(Task item): Read through the lines below and copy the ones holding the string "coat".

(Point-per-instance localization data)

*** Begin section ***

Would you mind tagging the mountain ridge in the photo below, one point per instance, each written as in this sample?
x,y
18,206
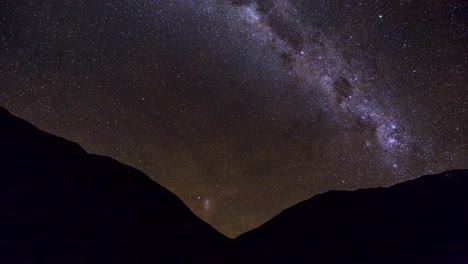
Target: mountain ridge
x,y
60,204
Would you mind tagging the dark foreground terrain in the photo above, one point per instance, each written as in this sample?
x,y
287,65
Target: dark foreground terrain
x,y
61,205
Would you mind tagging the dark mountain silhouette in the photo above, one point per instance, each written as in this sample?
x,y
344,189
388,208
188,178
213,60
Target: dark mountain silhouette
x,y
59,204
420,221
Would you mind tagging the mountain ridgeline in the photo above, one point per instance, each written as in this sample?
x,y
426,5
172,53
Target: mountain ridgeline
x,y
60,204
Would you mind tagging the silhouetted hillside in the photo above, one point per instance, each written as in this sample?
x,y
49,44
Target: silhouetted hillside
x,y
60,204
420,221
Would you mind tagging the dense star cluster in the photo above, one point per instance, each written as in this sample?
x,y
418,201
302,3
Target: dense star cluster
x,y
241,107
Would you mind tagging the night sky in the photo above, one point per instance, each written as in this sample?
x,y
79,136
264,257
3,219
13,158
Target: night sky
x,y
244,108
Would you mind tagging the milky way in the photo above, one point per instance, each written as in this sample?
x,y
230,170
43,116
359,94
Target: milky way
x,y
313,60
244,108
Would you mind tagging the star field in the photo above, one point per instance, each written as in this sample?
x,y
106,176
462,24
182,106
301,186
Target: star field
x,y
243,108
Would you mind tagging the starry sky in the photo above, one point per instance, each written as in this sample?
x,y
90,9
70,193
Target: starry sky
x,y
243,108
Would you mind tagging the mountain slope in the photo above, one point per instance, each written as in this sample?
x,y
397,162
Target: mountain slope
x,y
420,221
60,204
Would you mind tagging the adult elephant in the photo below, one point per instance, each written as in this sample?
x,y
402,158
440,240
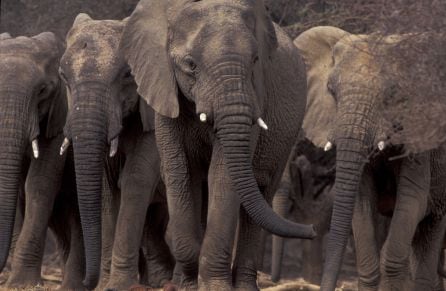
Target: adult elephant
x,y
33,109
351,81
304,194
217,72
105,109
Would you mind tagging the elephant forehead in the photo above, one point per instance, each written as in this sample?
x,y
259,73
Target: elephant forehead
x,y
213,27
93,46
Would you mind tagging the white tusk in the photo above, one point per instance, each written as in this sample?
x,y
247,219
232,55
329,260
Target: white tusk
x,y
64,146
203,117
381,145
114,147
328,146
35,145
262,124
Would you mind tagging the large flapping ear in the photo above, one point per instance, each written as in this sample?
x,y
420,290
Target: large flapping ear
x,y
316,47
414,106
144,44
265,31
57,112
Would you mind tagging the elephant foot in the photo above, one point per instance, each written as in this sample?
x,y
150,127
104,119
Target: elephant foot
x,y
188,285
396,285
24,279
221,285
120,284
159,279
72,286
246,286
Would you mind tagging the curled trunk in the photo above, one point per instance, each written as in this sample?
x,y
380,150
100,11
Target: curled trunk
x,y
352,143
281,205
234,126
88,129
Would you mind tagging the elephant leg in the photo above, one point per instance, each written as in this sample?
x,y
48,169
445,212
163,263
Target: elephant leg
x,y
110,208
216,251
139,180
159,259
74,265
426,245
364,235
245,266
41,187
410,208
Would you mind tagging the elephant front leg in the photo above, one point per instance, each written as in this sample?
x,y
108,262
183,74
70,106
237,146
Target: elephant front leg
x,y
159,260
216,252
410,208
363,224
140,178
41,187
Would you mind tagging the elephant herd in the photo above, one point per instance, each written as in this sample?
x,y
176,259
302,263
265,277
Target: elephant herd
x,y
153,147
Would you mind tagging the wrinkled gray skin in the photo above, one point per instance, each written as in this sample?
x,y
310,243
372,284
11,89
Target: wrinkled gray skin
x,y
34,106
346,93
105,108
225,61
304,194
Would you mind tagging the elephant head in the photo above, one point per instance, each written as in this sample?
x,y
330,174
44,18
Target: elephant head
x,y
351,79
210,59
32,107
102,94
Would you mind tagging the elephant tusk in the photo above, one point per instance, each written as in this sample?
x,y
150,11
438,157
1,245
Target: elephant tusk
x,y
203,117
328,146
262,123
35,146
114,147
381,145
64,146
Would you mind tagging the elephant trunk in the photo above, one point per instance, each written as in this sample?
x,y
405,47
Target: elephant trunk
x,y
281,205
234,127
88,128
13,142
353,139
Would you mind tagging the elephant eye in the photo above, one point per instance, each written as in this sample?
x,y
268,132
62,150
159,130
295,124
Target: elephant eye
x,y
189,65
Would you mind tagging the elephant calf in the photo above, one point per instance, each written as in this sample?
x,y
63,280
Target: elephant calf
x,y
111,129
304,194
349,89
33,109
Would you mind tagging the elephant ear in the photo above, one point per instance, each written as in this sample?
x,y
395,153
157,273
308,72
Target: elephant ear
x,y
49,53
144,44
316,46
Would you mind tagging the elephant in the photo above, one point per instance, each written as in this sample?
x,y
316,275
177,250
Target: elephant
x,y
105,109
228,88
32,115
351,79
304,194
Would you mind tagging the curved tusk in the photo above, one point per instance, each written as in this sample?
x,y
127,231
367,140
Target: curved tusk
x,y
203,117
64,146
114,147
381,145
35,146
328,146
262,123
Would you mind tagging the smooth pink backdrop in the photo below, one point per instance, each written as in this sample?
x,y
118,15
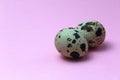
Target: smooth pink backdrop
x,y
27,31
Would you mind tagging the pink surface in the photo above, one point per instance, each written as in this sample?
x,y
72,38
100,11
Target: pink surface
x,y
27,31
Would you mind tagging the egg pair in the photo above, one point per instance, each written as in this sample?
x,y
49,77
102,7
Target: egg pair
x,y
74,42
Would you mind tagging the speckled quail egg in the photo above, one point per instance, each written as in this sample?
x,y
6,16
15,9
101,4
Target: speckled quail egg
x,y
93,31
70,43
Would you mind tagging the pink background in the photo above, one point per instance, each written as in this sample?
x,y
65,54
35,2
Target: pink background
x,y
27,31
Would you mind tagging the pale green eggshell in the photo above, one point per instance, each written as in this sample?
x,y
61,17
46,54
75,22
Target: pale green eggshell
x,y
66,42
93,31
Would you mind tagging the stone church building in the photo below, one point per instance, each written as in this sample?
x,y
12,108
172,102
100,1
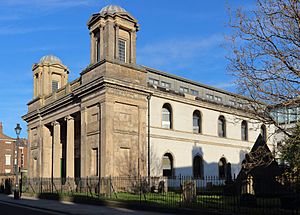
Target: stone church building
x,y
119,118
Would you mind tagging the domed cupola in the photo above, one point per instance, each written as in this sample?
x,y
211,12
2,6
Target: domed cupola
x,y
113,35
49,75
50,59
112,9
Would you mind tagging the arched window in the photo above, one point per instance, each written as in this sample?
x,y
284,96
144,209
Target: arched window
x,y
198,167
166,116
263,132
167,165
221,126
222,168
244,130
197,121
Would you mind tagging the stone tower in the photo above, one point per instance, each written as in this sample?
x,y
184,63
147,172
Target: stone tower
x,y
49,75
113,35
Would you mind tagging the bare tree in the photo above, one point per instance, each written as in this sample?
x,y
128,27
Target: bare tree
x,y
265,58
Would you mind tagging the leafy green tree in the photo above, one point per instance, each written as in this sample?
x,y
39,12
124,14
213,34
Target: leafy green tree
x,y
265,55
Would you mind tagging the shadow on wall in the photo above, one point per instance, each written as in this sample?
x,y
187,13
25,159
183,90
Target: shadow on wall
x,y
222,168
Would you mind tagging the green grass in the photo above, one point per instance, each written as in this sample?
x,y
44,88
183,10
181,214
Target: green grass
x,y
174,200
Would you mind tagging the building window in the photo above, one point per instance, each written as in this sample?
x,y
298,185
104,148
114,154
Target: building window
x,y
166,85
184,89
94,162
222,168
55,86
197,121
218,99
122,50
153,81
167,116
209,96
232,103
244,130
194,92
241,105
221,126
167,165
7,159
263,132
292,115
198,167
97,35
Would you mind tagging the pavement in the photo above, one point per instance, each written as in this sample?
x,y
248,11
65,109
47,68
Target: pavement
x,y
63,207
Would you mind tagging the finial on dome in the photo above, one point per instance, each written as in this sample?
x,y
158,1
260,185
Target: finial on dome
x,y
112,9
51,59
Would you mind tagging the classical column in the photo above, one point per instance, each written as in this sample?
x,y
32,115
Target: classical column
x,y
83,154
117,42
70,146
110,38
56,150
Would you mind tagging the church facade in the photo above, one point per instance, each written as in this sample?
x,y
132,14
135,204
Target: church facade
x,y
122,119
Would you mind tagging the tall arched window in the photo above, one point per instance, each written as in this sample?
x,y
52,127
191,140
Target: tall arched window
x,y
222,168
221,126
197,121
244,130
166,116
263,132
167,164
198,167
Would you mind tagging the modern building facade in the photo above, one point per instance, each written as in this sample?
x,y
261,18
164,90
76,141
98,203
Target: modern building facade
x,y
8,153
122,119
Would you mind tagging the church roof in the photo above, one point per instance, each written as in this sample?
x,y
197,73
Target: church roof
x,y
112,9
50,59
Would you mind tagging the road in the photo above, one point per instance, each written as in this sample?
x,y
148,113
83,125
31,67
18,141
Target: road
x,y
21,210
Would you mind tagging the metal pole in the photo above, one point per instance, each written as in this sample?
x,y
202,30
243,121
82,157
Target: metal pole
x,y
148,98
16,192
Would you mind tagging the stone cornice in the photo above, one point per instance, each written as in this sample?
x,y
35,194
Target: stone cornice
x,y
117,62
205,104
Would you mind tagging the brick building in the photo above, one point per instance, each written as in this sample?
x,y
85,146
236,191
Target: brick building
x,y
8,153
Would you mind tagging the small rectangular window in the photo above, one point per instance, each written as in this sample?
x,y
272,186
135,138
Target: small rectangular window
x,y
55,86
209,96
153,81
232,103
218,98
166,85
184,89
240,105
122,50
194,92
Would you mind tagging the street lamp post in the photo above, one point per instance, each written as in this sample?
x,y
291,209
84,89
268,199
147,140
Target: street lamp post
x,y
17,192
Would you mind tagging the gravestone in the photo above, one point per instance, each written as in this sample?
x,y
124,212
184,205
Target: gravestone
x,y
189,192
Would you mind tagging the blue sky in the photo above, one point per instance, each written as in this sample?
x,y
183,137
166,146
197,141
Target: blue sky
x,y
184,38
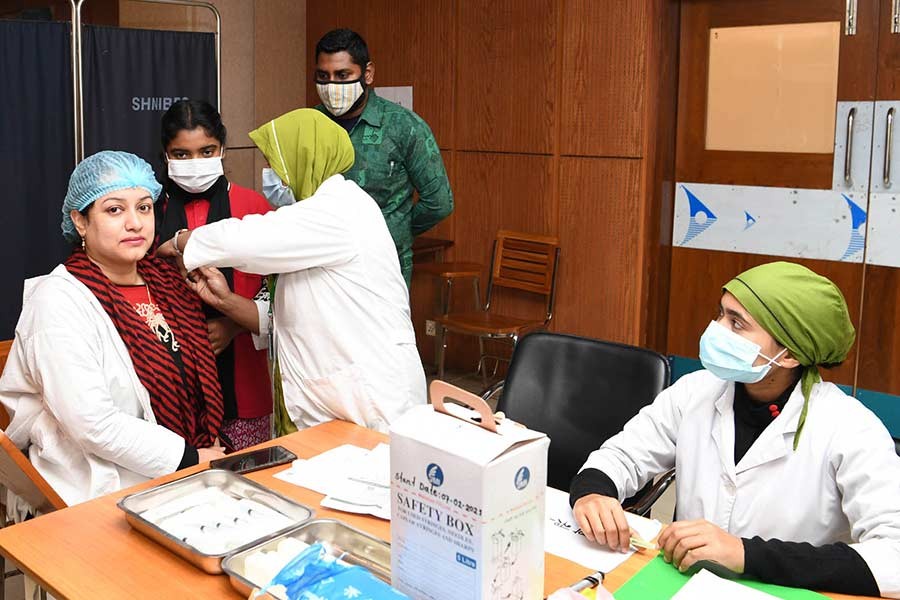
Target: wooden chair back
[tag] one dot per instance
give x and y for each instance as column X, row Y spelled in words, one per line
column 525, row 261
column 19, row 475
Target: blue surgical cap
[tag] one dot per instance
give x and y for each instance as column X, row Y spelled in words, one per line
column 100, row 174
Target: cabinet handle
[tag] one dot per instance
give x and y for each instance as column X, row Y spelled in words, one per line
column 851, row 17
column 888, row 143
column 848, row 152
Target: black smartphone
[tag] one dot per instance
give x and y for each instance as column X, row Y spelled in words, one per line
column 255, row 460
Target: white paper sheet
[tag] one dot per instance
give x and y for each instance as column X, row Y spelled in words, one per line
column 705, row 585
column 563, row 537
column 353, row 479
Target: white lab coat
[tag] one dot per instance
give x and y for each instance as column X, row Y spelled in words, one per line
column 343, row 333
column 841, row 484
column 74, row 398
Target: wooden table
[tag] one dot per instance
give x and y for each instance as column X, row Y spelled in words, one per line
column 89, row 551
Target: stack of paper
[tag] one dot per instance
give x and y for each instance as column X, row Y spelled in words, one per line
column 353, row 479
column 705, row 585
column 563, row 537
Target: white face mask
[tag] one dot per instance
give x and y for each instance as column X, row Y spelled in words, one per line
column 275, row 191
column 730, row 356
column 196, row 175
column 339, row 97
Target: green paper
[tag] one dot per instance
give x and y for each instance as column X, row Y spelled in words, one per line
column 660, row 580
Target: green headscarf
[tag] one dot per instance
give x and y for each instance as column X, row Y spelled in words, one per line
column 805, row 312
column 305, row 148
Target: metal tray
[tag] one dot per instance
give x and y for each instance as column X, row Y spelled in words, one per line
column 230, row 483
column 351, row 545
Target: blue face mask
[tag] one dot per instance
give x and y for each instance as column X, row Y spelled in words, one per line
column 730, row 356
column 275, row 191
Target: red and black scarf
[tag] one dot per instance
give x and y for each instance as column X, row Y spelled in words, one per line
column 193, row 409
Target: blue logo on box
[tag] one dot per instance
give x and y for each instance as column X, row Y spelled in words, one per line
column 434, row 474
column 465, row 560
column 523, row 476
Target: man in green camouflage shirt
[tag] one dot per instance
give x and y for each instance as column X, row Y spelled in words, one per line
column 396, row 153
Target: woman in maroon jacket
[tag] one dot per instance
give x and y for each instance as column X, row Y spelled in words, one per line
column 197, row 192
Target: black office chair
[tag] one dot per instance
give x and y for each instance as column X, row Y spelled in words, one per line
column 581, row 392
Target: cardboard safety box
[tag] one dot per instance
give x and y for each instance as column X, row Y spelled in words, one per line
column 467, row 502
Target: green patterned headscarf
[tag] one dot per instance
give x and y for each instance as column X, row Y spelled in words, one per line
column 305, row 148
column 805, row 312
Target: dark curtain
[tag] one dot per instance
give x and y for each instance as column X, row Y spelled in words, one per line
column 36, row 155
column 131, row 76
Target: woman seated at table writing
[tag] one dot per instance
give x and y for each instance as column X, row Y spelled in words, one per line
column 111, row 379
column 780, row 476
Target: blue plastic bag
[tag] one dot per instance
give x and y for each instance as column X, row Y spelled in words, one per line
column 316, row 575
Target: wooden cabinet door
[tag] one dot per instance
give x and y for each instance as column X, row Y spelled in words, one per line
column 775, row 112
column 878, row 377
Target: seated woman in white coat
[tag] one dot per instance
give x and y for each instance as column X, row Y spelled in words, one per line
column 111, row 379
column 780, row 476
column 343, row 336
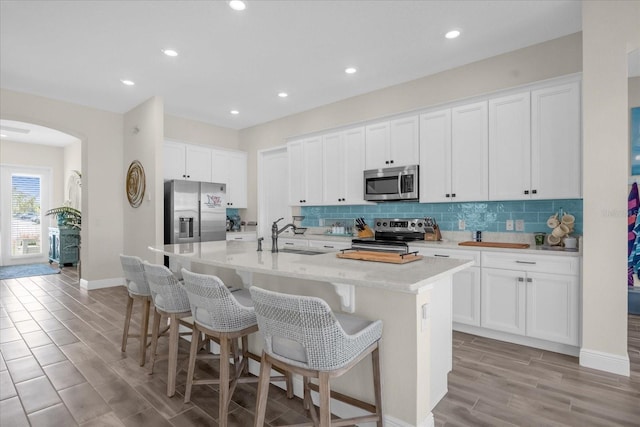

*** End section ***

(Task result):
Target: white lab coat
Target: seated woman in white coat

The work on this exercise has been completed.